═════ Source material

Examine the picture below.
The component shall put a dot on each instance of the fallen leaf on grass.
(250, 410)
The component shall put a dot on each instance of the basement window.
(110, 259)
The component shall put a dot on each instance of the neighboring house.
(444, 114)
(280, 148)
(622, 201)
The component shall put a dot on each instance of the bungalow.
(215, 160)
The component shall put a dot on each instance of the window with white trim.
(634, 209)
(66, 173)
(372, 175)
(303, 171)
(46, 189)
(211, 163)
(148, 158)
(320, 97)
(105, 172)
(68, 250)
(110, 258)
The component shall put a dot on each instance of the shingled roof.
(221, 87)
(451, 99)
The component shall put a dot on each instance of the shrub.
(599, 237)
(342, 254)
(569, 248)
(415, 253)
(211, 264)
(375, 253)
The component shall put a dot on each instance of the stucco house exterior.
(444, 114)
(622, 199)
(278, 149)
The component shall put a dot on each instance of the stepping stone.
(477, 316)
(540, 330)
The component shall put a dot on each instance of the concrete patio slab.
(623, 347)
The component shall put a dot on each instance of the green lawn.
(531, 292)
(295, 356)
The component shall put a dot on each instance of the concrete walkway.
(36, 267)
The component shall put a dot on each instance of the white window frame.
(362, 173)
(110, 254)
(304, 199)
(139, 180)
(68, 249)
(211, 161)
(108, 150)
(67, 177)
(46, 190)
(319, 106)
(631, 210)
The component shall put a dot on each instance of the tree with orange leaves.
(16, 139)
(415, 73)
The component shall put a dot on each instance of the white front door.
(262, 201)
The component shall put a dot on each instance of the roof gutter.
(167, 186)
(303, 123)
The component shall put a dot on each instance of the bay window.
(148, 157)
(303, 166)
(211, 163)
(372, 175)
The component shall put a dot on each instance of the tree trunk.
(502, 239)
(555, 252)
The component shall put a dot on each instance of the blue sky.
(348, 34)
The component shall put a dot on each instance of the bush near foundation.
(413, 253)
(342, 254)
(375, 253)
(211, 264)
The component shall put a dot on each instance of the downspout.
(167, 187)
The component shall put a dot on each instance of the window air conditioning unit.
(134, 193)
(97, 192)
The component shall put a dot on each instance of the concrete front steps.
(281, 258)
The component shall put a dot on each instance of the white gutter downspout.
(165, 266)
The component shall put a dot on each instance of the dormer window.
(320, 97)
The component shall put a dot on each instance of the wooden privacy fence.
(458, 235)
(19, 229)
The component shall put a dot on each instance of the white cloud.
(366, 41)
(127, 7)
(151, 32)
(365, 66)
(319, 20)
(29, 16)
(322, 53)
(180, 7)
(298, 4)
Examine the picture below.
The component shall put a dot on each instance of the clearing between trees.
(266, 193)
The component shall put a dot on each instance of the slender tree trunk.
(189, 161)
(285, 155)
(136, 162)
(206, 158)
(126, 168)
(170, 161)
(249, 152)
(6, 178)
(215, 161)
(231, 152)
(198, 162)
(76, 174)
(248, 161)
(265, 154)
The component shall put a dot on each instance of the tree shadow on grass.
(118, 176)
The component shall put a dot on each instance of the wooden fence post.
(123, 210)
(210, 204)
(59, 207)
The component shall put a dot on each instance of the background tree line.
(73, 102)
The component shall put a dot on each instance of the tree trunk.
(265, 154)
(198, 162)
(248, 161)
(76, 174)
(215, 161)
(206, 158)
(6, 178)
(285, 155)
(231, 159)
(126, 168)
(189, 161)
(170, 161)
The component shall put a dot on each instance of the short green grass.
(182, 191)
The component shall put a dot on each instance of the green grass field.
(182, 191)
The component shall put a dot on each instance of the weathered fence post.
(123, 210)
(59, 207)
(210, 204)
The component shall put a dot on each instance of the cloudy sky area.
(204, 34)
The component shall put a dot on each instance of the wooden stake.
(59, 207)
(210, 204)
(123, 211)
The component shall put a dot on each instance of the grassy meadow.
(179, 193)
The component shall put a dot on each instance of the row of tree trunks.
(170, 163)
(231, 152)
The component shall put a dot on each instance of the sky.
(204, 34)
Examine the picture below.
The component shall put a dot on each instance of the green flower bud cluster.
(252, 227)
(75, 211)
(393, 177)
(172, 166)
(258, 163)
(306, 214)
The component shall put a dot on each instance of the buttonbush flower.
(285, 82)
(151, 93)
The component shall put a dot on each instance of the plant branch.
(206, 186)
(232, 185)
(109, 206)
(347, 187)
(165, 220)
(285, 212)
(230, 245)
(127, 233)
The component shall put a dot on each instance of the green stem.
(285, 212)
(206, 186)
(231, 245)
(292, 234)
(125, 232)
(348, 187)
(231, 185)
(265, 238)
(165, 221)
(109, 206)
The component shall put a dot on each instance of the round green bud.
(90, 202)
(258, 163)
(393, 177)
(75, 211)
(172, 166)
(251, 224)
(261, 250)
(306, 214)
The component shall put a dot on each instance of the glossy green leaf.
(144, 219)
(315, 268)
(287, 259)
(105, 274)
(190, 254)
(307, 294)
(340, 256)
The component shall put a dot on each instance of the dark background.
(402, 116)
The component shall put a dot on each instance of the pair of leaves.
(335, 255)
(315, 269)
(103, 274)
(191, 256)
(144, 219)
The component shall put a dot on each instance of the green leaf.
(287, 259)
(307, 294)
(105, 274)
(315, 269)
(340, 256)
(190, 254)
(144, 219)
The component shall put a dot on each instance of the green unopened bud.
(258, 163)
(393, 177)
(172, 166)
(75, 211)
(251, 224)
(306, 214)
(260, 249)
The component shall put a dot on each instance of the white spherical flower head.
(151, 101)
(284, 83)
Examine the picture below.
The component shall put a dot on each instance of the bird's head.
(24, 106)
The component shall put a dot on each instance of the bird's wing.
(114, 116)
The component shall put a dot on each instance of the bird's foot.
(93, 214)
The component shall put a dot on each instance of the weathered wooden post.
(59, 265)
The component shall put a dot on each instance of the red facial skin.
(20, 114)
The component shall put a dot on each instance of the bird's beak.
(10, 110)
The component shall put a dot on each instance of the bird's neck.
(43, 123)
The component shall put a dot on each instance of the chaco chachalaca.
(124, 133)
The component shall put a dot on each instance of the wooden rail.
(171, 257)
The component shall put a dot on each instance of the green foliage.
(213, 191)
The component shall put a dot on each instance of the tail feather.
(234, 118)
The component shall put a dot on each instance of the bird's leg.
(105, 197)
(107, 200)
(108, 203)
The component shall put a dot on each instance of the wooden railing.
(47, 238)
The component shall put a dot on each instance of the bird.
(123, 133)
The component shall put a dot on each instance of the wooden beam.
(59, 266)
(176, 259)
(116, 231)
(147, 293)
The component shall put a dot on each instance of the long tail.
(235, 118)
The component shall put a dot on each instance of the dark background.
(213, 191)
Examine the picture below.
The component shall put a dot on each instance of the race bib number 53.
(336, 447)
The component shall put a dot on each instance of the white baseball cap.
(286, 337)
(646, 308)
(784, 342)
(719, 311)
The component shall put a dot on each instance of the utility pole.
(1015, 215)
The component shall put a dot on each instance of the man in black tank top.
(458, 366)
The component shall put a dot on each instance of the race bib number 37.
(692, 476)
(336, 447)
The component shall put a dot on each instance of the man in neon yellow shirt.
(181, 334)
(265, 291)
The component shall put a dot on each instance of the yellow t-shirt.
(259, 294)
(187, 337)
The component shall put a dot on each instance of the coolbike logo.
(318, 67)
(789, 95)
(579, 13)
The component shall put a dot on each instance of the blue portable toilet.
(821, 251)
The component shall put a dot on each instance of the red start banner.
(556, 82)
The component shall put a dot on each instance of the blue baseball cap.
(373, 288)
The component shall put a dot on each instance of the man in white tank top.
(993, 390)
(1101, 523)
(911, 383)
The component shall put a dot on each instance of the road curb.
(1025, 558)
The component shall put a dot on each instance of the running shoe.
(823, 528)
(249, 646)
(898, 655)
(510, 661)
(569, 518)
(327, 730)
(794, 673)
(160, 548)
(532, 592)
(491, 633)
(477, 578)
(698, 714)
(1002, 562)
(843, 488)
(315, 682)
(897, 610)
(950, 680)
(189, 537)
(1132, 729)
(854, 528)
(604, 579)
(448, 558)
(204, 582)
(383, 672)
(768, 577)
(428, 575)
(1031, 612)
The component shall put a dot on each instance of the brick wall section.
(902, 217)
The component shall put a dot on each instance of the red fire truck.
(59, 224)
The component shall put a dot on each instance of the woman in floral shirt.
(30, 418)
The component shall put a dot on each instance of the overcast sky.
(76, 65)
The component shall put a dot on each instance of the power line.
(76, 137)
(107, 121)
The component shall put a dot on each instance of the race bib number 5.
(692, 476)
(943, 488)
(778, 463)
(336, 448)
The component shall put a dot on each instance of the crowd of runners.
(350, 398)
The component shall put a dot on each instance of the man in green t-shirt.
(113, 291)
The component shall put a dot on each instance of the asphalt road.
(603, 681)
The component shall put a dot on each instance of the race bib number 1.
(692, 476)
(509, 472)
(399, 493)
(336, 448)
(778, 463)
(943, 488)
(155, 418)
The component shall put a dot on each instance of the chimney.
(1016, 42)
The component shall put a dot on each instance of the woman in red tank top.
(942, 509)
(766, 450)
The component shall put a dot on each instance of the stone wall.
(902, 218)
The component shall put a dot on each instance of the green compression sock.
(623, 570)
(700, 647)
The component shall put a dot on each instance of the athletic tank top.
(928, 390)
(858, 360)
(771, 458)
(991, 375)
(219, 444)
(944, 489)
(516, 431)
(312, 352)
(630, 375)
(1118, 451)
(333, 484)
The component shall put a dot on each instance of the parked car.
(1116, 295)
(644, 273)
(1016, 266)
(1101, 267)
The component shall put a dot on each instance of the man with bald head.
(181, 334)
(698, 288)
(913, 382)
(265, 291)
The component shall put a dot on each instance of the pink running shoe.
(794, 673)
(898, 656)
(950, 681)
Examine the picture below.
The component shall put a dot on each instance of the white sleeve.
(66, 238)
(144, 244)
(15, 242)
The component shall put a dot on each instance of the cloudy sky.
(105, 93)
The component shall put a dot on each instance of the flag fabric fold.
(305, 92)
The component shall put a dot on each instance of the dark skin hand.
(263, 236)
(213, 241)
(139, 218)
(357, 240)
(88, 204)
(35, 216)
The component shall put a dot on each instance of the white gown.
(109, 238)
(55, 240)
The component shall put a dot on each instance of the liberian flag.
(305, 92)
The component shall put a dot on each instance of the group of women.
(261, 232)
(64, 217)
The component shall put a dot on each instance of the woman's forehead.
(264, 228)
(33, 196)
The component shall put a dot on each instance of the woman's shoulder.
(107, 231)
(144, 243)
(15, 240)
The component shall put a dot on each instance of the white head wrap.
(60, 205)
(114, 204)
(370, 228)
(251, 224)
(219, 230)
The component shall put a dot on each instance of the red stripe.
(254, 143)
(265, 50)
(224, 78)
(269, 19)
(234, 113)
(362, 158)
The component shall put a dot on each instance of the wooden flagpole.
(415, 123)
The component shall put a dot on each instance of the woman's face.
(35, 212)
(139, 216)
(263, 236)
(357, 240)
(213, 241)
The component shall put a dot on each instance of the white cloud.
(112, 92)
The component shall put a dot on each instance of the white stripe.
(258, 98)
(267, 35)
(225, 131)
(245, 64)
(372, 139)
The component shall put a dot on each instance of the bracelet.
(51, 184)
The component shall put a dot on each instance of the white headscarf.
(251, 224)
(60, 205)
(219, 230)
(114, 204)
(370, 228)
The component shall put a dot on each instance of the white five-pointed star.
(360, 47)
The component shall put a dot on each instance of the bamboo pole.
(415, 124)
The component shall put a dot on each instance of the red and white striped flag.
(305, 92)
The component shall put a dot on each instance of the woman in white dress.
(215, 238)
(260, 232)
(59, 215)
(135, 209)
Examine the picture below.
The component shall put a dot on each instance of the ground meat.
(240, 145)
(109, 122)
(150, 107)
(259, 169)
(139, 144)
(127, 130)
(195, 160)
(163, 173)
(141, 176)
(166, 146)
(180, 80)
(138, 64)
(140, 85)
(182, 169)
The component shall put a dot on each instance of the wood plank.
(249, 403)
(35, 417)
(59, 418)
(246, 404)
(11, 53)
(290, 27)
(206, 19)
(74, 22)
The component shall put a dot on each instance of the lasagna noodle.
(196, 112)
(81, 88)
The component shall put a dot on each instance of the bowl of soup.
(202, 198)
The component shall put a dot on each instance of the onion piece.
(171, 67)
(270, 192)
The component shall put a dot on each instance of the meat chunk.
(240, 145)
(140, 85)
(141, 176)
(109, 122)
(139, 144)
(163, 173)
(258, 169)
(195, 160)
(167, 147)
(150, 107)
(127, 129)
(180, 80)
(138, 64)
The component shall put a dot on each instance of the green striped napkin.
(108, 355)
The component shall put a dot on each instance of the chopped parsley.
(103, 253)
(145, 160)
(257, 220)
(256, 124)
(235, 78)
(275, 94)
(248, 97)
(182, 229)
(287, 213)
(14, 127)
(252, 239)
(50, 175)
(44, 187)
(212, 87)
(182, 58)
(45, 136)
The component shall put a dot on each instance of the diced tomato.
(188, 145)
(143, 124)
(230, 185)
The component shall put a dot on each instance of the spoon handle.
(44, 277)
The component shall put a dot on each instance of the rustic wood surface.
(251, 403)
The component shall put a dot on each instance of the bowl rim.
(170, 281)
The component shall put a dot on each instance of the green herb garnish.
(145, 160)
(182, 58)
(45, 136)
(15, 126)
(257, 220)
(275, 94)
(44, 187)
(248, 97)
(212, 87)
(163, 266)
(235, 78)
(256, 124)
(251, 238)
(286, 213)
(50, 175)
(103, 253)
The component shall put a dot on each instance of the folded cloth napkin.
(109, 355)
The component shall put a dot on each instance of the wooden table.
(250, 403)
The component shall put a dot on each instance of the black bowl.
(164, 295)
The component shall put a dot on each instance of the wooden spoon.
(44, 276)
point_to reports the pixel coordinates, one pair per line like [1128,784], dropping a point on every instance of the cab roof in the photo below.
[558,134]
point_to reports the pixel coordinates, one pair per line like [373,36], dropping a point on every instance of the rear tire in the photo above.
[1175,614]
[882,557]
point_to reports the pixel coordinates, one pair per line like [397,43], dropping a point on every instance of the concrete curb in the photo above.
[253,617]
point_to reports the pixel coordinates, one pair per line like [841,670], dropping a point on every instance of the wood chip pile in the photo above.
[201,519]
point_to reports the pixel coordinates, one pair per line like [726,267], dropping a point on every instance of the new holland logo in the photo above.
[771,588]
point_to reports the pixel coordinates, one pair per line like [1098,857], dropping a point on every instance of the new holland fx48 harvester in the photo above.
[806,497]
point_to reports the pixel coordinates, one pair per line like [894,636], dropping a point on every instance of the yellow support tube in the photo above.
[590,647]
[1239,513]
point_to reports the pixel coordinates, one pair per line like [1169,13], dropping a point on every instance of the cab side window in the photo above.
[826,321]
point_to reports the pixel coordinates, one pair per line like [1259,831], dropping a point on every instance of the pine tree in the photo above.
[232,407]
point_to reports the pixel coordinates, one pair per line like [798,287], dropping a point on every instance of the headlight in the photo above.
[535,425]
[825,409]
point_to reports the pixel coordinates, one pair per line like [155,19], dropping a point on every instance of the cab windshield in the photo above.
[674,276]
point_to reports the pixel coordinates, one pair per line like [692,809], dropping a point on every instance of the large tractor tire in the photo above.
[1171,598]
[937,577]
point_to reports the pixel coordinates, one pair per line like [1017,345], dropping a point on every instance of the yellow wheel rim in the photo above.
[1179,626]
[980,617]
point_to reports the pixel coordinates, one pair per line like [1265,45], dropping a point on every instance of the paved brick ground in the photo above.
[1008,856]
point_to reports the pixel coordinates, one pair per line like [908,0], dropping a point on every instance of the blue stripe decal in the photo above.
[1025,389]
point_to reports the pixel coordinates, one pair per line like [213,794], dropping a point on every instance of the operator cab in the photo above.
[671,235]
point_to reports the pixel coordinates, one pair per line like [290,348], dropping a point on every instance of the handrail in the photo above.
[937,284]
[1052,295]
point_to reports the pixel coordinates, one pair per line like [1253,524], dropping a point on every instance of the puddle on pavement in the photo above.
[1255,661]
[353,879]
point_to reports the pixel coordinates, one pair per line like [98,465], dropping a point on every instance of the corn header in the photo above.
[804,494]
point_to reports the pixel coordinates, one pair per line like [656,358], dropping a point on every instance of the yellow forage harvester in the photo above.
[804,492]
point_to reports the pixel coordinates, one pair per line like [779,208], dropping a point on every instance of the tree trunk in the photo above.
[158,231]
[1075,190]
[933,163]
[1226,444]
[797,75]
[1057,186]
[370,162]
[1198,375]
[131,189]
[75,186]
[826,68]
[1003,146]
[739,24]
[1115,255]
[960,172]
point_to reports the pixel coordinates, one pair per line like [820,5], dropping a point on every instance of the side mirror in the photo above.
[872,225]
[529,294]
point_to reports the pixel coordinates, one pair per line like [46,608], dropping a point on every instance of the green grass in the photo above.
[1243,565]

══════════

## Your objective
Only the lines from the one holding "forage harvester in the photo above." to the end of the listing are to be written out, word for word.

## Response to this task
point_to reports the pixel coordinates, one pair per line like [656,358], dropping a point on every instance of the yellow forage harvester in the photo above.
[804,492]
point_to reports the pixel coordinates, one pair per line like [779,208], dropping a point on every instance of the tree trunk in the photo above.
[158,231]
[1075,190]
[933,163]
[1226,444]
[797,75]
[1057,186]
[370,162]
[1198,375]
[131,189]
[75,186]
[826,68]
[1003,146]
[739,24]
[1115,255]
[960,172]
point_to reports the pixel coordinates, one pair per line like [820,5], dropping a point on every instance of the side mirror in the photo above.
[872,225]
[529,294]
point_to reports the pixel coordinates, one pair per line like [46,608], dropping a point on every instance of the green grass in the photo above.
[1243,565]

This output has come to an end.